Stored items
-- -- --
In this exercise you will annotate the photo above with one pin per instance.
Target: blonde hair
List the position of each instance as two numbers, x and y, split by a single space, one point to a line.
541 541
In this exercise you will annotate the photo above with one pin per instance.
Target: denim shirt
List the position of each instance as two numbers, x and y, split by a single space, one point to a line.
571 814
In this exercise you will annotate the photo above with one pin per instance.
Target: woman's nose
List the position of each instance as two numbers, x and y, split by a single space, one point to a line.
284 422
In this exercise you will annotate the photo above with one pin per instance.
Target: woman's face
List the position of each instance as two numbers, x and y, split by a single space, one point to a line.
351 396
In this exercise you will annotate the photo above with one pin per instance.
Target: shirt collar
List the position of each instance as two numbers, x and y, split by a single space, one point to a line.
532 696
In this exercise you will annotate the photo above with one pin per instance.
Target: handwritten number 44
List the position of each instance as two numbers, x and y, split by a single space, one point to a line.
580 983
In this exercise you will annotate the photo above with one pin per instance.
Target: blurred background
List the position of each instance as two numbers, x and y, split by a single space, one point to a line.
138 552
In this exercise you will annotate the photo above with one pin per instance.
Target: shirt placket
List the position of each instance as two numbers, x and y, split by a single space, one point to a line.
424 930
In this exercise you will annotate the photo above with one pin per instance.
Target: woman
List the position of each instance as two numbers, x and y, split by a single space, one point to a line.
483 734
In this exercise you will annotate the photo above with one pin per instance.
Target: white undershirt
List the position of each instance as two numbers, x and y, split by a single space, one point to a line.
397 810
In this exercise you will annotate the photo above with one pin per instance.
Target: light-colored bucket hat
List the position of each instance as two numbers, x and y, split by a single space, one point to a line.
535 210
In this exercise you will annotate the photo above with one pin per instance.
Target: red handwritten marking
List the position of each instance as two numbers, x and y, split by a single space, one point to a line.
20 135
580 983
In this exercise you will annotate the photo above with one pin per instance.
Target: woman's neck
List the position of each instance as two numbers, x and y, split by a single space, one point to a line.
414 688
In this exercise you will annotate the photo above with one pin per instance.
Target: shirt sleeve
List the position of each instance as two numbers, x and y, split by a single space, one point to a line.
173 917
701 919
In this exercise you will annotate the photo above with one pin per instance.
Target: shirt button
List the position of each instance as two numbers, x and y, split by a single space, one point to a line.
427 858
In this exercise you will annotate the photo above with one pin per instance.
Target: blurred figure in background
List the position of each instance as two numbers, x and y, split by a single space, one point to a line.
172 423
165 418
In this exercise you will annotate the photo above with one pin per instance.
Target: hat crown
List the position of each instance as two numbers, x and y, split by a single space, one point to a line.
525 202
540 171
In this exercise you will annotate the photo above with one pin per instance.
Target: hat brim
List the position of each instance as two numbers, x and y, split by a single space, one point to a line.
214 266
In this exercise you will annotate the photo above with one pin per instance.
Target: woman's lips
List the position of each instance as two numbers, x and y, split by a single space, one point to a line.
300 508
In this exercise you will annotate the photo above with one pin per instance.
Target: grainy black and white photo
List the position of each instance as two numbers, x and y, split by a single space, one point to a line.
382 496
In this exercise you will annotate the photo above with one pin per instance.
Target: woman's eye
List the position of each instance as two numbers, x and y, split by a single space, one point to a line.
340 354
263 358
-- -- --
**What to work on:**
Above are some records. Print them all exactly.

**Task answer:**
In this exercise you will annotate the photo above with one pin per instance.
Target: blonde hair
List the position of each instance as two numbers, x and y, split by a single space, one point to a line.
541 541
In this exercise you will annotate the photo above with one pin per instance.
Target: denim shirt
List the position of each instance as two numbers, x and y, split by a single space, one point to a line.
571 814
In this exercise you will annotate the photo above with one pin per instance.
Target: woman's nose
List the position of each instance as two numbers, x and y, split by a single space, one point to a line.
284 422
In this exercise you will annotate the photo above with one pin per instance.
Target: woman's face
List the position of each instance as two numbers, x and y, split by a single space, one point to a line.
351 396
In this exercise you will annotate the photo above with one pin per instance.
Target: shirt collar
List the position of each instance as two numbers, x and y, split by a single space, one point to a line.
532 696
In this exercise you will annotate the photo above with one pin per instance.
Target: handwritten number 44
List the position of each instance as two numbers, x and y, split by a single space, one point to a line.
580 983
In this exercise you will annotate the photo above with one pin per instance.
Target: blurred background
List the position of each instance as two numbers, x and y, split by a single space, one point to a line.
138 552
In this exercise you will annotate the photo above with one pin per instance.
Target: shirt placket
List the position of each instance as two numbers, x and y, split by a single space, one point to a line.
424 930
In this exercise you will annotate the photo above with one pin per instance.
Target: woman
List the position of each instance as two numbers, x and y, split by a single space, one point to a line.
483 734
In this exercise you will annotate the photo above with one pin per instance.
Target: white undershirt
List the position of each instance as two numbers, x and y, split by a single space, one point to a line.
397 810
In this exercise you will annotate the photo above with one pin per instance.
Target: light-colored bucket hat
List the position of each instance as two numbers, x and y, split by a single space, one point to a line.
535 210
In this exercise you will annotate the photo above with one pin per instance.
Target: red handwritten marking
List the position of each instance as two numbers, x and y, split by a single space, one point to a line.
20 135
580 983
In this exercise you will annotate the photo above with one pin per instance.
Target: woman's neck
List the position of each instance as two numbers, x and y, split by a single space, one point to a line.
414 688
In this exercise you will annotate the photo above with one pin per instance.
Target: shirt sleeve
List the position of each instance as two numbers, x and y, split by a single space, one point to a line.
173 917
701 919
In this exercise you will annotate the photo above with one pin per instance.
Target: shirt button
List the position of each instance as two numbers, x and y, split by a single space, one point to a line.
427 858
In this exercise you will annotate the photo above with one pin per instance.
Target: blurred figure in background
List the position of each instance as two numbers, x and y, split by a single space, one point to a line.
172 423
165 418
In this exercise you will annotate the photo above with one pin per instance.
Target: hat crown
List the position of each instance as two numbers, x and y, split by a single space, one point to a line.
525 202
540 171
In this exercise you will annotate the photo above with one pin per instance.
Target: hat brim
List the position of each instance as two numbers, x and y, split by a single space, one point to a line.
214 266
In this exercise you will annotate the photo above with one pin per instance.
Target: woman's lips
List the position of each instance as two numbers, x and y, split by a single space, one point to a line.
300 508
In this exercise you will annotate the photo above with one pin per instance.
Target: grainy black and white photo
List the position of each instance as two numbers, x and y, split by a single space, one point to a line.
382 496
In this exercise you will annotate the photo above with one pin per instance.
Target: woman's eye
List the position of each instance as two numbers, x and y, split by a single space, one point to a line.
340 354
263 358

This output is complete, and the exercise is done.